━━━ Information
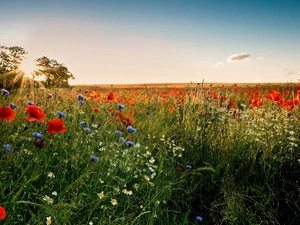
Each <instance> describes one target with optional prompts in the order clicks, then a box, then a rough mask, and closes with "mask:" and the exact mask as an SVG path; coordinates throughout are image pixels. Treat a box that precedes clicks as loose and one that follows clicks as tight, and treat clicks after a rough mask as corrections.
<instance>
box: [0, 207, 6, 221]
mask: <svg viewBox="0 0 300 225" xmlns="http://www.w3.org/2000/svg"><path fill="white" fill-rule="evenodd" d="M5 218H6V210H5V208H4V207H2V206H0V220H5Z"/></svg>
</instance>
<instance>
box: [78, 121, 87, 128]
mask: <svg viewBox="0 0 300 225" xmlns="http://www.w3.org/2000/svg"><path fill="white" fill-rule="evenodd" d="M79 124H80V126H82V127H83V128H87V127H88V125H87V123H86V122H83V121H81V122H80V123H79Z"/></svg>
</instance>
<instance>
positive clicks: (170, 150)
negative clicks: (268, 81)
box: [0, 83, 300, 225]
mask: <svg viewBox="0 0 300 225" xmlns="http://www.w3.org/2000/svg"><path fill="white" fill-rule="evenodd" d="M299 100H300V85H299V84H297V83H285V84H261V85H259V84H248V85H247V84H243V85H241V84H237V85H236V84H228V85H222V84H204V83H199V84H185V85H180V86H176V85H175V86H172V85H158V86H155V85H152V86H149V85H148V86H147V85H140V86H127V87H124V86H123V87H117V86H105V87H104V86H103V87H100V86H97V85H94V86H74V87H72V88H69V89H41V88H35V89H33V90H30V89H28V90H27V89H26V88H25V89H22V90H9V91H7V90H5V89H2V90H1V95H0V133H1V139H0V148H1V150H0V165H1V166H0V177H1V179H0V205H1V207H0V224H3V225H12V224H18V225H19V224H24V225H27V224H28V225H39V224H46V225H49V224H52V225H53V224H57V225H69V224H70V225H97V224H99V225H102V224H112V225H113V224H118V225H120V224H132V225H133V224H141V225H148V224H163V225H165V224H179V225H183V224H288V225H291V224H300V187H299V180H300V164H299V162H300V148H299V140H300V129H299V128H300V109H299Z"/></svg>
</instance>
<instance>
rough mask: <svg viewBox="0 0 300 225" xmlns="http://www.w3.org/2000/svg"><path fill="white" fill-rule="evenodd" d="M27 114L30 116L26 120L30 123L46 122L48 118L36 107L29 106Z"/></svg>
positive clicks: (38, 108) (40, 108)
mask: <svg viewBox="0 0 300 225" xmlns="http://www.w3.org/2000/svg"><path fill="white" fill-rule="evenodd" d="M26 112H27V113H28V114H29V116H26V120H28V121H36V120H37V121H39V122H44V121H45V118H46V114H45V113H44V111H43V110H42V109H41V108H40V107H38V106H35V105H28V106H27V107H26Z"/></svg>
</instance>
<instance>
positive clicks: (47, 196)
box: [43, 195, 53, 204]
mask: <svg viewBox="0 0 300 225" xmlns="http://www.w3.org/2000/svg"><path fill="white" fill-rule="evenodd" d="M43 200H44V201H46V202H47V203H48V204H52V203H53V199H52V198H50V197H49V196H47V195H45V196H44V198H43Z"/></svg>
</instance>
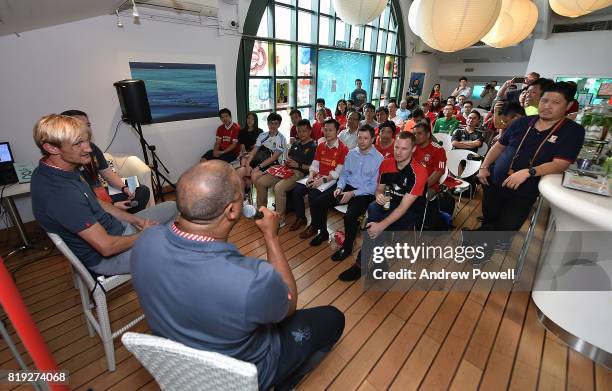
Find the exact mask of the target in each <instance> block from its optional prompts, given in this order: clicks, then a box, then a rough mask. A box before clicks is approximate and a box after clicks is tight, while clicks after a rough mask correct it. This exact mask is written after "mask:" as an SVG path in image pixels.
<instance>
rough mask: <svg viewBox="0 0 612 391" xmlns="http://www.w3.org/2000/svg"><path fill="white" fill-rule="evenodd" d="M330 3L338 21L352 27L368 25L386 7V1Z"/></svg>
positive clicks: (384, 0)
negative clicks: (350, 25) (333, 10)
mask: <svg viewBox="0 0 612 391" xmlns="http://www.w3.org/2000/svg"><path fill="white" fill-rule="evenodd" d="M332 3H333V5H334V9H335V10H336V14H338V16H339V17H340V19H342V20H343V21H344V22H345V23H348V24H352V25H364V24H368V22H370V21H372V20H374V19H376V18H377V17H379V16H380V14H382V12H383V11H384V10H385V7H387V0H332Z"/></svg>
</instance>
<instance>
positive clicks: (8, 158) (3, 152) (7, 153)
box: [0, 143, 13, 163]
mask: <svg viewBox="0 0 612 391" xmlns="http://www.w3.org/2000/svg"><path fill="white" fill-rule="evenodd" d="M12 162H13V156H11V149H10V148H9V145H8V143H0V163H12Z"/></svg>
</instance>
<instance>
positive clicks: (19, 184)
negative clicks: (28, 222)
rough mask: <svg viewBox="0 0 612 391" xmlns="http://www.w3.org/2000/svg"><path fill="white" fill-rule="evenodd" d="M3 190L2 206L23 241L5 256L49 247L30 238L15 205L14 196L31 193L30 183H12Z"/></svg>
mask: <svg viewBox="0 0 612 391" xmlns="http://www.w3.org/2000/svg"><path fill="white" fill-rule="evenodd" d="M1 191H2V206H3V207H4V208H5V209H6V212H7V213H8V215H9V217H10V219H11V222H12V223H13V226H14V227H15V229H16V230H17V234H18V235H19V240H20V241H21V243H20V244H19V245H18V246H17V247H16V248H15V249H14V250H12V251H10V252H9V253H8V254H6V256H5V258H7V257H10V256H11V255H13V254H16V253H18V252H20V251H24V250H29V249H40V250H47V247H44V246H38V245H36V244H34V243H32V241H31V240H30V238H29V237H28V234H27V232H26V230H25V227H24V225H23V221H21V216H20V215H19V210H18V209H17V207H16V206H15V200H14V198H16V197H20V196H26V195H28V194H30V184H29V183H15V184H11V185H6V186H5V187H4V189H3V190H1Z"/></svg>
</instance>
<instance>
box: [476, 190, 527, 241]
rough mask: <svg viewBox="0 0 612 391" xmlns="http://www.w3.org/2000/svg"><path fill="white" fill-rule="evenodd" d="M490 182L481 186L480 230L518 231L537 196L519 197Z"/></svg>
mask: <svg viewBox="0 0 612 391" xmlns="http://www.w3.org/2000/svg"><path fill="white" fill-rule="evenodd" d="M514 193H515V192H514V191H509V190H507V189H502V188H501V187H499V186H497V185H495V184H493V183H490V182H489V185H488V186H487V185H484V186H483V198H482V217H483V223H482V226H481V227H480V229H479V230H481V231H518V230H519V229H521V226H522V225H523V223H524V222H525V220H526V219H527V217H529V212H530V211H531V208H532V207H533V203H534V202H535V200H536V198H537V197H521V196H517V195H516V194H514Z"/></svg>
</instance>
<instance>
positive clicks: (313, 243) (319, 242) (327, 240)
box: [310, 232, 329, 246]
mask: <svg viewBox="0 0 612 391" xmlns="http://www.w3.org/2000/svg"><path fill="white" fill-rule="evenodd" d="M328 240H329V234H328V233H327V232H326V233H320V234H317V236H315V237H314V238H312V240H311V241H310V245H311V246H318V245H320V244H321V243H323V242H327V241H328Z"/></svg>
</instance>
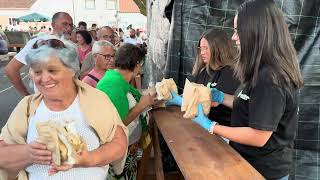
━━━━━━
> **Description of the task**: Reproduce the entries above exactly, though not their pictures.

> **Output**:
Each <instance> describes one target with optional prompts in the order clicks, then a box, then a rough mask, and closes with "mask:" and the exact mask as an SVG path; coordinates throughout are image pixels. Treat a box that precedes clicks as loose and one that follows clicks as tight, and treat clicks after a rough mask as corrections.
<instance>
box: [0, 207, 6, 221]
mask: <svg viewBox="0 0 300 225" xmlns="http://www.w3.org/2000/svg"><path fill="white" fill-rule="evenodd" d="M5 218H6V210H5V208H4V207H2V206H0V220H5Z"/></svg>
</instance>
<instance>
box: [78, 121, 87, 128]
mask: <svg viewBox="0 0 300 225" xmlns="http://www.w3.org/2000/svg"><path fill="white" fill-rule="evenodd" d="M79 124H80V126H82V127H83V128H87V127H88V125H87V123H86V122H83V121H81V122H80V123H79Z"/></svg>
</instance>
<instance>
positive clicks: (170, 150)
negative clicks: (268, 81)
box: [0, 83, 300, 225]
mask: <svg viewBox="0 0 300 225" xmlns="http://www.w3.org/2000/svg"><path fill="white" fill-rule="evenodd" d="M299 100H300V85H299V84H297V83H285V84H261V85H259V84H248V85H247V84H243V85H241V84H237V85H236V84H228V85H222V84H204V83H199V84H185V85H180V86H176V85H175V86H172V85H158V86H155V85H152V86H149V85H148V86H147V85H140V86H127V87H124V86H123V87H117V86H105V87H104V86H103V87H100V86H97V85H94V86H74V87H72V88H69V89H41V88H35V89H33V90H30V89H28V90H27V89H26V88H25V89H22V90H9V91H7V90H5V89H2V90H1V95H0V133H1V139H0V148H1V150H0V165H1V166H0V177H1V179H0V205H1V207H0V224H3V225H12V224H18V225H19V224H24V225H27V224H28V225H39V224H46V225H49V224H52V225H53V224H57V225H69V224H70V225H97V224H99V225H102V224H112V225H113V224H118V225H120V224H132V225H133V224H141V225H148V224H163V225H165V224H179V225H183V224H288V225H291V224H300V187H299V180H300V164H299V162H300V148H299V140H300V129H299V128H300V109H299Z"/></svg>
</instance>
<instance>
rough mask: <svg viewBox="0 0 300 225" xmlns="http://www.w3.org/2000/svg"><path fill="white" fill-rule="evenodd" d="M27 114L30 116L26 120L30 123L46 122L48 118L36 107L29 106Z"/></svg>
positive clicks: (38, 108) (40, 108)
mask: <svg viewBox="0 0 300 225" xmlns="http://www.w3.org/2000/svg"><path fill="white" fill-rule="evenodd" d="M26 112H27V113H28V114H29V116H26V120H28V121H36V120H37V121H39V122H44V121H45V118H46V114H45V113H44V111H43V110H42V109H41V108H40V107H38V106H35V105H28V106H27V107H26Z"/></svg>
</instance>
<instance>
positive clicks: (47, 196)
box: [43, 195, 53, 204]
mask: <svg viewBox="0 0 300 225" xmlns="http://www.w3.org/2000/svg"><path fill="white" fill-rule="evenodd" d="M43 200H44V201H46V202H47V203H48V204H52V203H53V199H52V198H50V197H49V196H47V195H45V196H44V198H43Z"/></svg>
</instance>
Find the exact mask of the target in each <instance> block from its optional prompts, given in this order: clicks, then a box, then a rough mask. A box before clicks is approximate and a box after clicks is tight, while clicks after a rough mask correct it. This exact mask is written after "mask:" as an SVG path in image pixels.
<instance>
rough mask: <svg viewBox="0 0 612 391" xmlns="http://www.w3.org/2000/svg"><path fill="white" fill-rule="evenodd" d="M330 3L338 21L352 27L368 25L386 7V1Z"/></svg>
positive clicks: (384, 0)
negative clicks: (350, 25) (333, 10)
mask: <svg viewBox="0 0 612 391" xmlns="http://www.w3.org/2000/svg"><path fill="white" fill-rule="evenodd" d="M332 3H333V5H334V9H335V10H336V14H338V16H339V17H340V19H342V20H343V21H344V22H345V23H348V24H352V25H364V24H368V22H370V21H372V20H374V19H376V18H377V17H379V16H380V14H382V12H383V11H384V10H385V7H387V0H332Z"/></svg>
</instance>
<instance>
positive clicks: (8, 158) (3, 152) (7, 153)
box: [0, 143, 13, 163]
mask: <svg viewBox="0 0 612 391" xmlns="http://www.w3.org/2000/svg"><path fill="white" fill-rule="evenodd" d="M12 162H13V156H11V149H10V148H9V145H8V143H0V163H12Z"/></svg>
</instance>
<instance>
positive clicks: (19, 184)
negative clicks: (28, 222)
rough mask: <svg viewBox="0 0 612 391" xmlns="http://www.w3.org/2000/svg"><path fill="white" fill-rule="evenodd" d="M3 190L2 206L23 241L5 256L49 247L30 238L15 205L14 196L31 193L30 183H12Z"/></svg>
mask: <svg viewBox="0 0 612 391" xmlns="http://www.w3.org/2000/svg"><path fill="white" fill-rule="evenodd" d="M1 191H2V206H3V207H4V208H5V209H6V212H7V213H8V215H9V217H10V219H11V222H12V223H13V226H14V227H15V229H16V230H17V234H18V235H19V240H20V241H21V243H20V244H19V245H18V246H17V247H16V248H15V249H14V250H12V251H10V252H9V253H8V254H6V256H5V258H7V257H10V256H11V255H13V254H16V253H18V252H20V251H24V250H29V249H40V250H47V247H44V246H38V245H36V244H34V243H32V241H31V240H30V238H29V237H28V234H27V232H26V230H25V227H24V225H23V221H21V216H20V215H19V210H18V209H17V207H16V206H15V200H14V198H16V197H20V196H26V195H28V194H30V184H29V183H15V184H11V185H6V186H5V187H4V189H3V190H1Z"/></svg>
</instance>
<instance>
box: [476, 190, 527, 241]
rough mask: <svg viewBox="0 0 612 391" xmlns="http://www.w3.org/2000/svg"><path fill="white" fill-rule="evenodd" d="M490 182L481 186L480 230L518 231L537 196L519 197Z"/></svg>
mask: <svg viewBox="0 0 612 391" xmlns="http://www.w3.org/2000/svg"><path fill="white" fill-rule="evenodd" d="M514 193H515V192H514V191H509V190H507V189H502V188H501V187H499V186H497V185H495V184H493V183H490V182H489V185H488V186H487V185H484V186H483V198H482V217H483V223H482V226H481V227H480V229H479V230H481V231H518V230H519V229H521V226H522V225H523V223H524V222H525V220H526V219H527V217H529V212H530V211H531V208H532V207H533V203H534V202H535V200H536V198H537V197H521V196H517V195H516V194H514Z"/></svg>
</instance>
<instance>
positive clicks: (313, 243) (319, 242) (327, 240)
box: [310, 232, 329, 246]
mask: <svg viewBox="0 0 612 391" xmlns="http://www.w3.org/2000/svg"><path fill="white" fill-rule="evenodd" d="M328 240H329V234H328V233H327V232H326V233H320V234H317V236H315V237H314V238H312V240H311V241H310V245H311V246H318V245H320V244H321V243H323V242H327V241H328Z"/></svg>
</instance>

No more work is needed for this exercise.